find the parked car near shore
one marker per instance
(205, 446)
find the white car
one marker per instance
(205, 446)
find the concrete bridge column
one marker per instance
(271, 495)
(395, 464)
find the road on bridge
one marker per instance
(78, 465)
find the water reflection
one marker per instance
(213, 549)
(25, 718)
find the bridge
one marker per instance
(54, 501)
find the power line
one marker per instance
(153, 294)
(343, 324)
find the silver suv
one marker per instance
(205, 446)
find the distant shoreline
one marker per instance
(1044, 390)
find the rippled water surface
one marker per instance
----
Lay out every line of the records above as a numbered list, leaving out any blank lines.

1. find the parked car near shore
2. one marker per instance
3. (205, 446)
4. find the white car
5. one marker per instance
6. (205, 446)
7. find the concrete bridge column
8. one marker per instance
9. (271, 495)
10. (395, 464)
11. find the road on bridge
12. one marker per instance
13. (78, 465)
14. find the water reflection
15. one marker per instance
16. (213, 549)
17. (25, 718)
18. find the bridge
19. one marker per instance
20. (54, 501)
21. find the power line
22. one marker per instance
23. (153, 294)
24. (343, 324)
25. find the silver suv
26. one marker per instance
27. (205, 446)
28. find the distant shoreline
29. one marker per instance
30. (1044, 390)
31. find the rippled water surface
32. one marker per instance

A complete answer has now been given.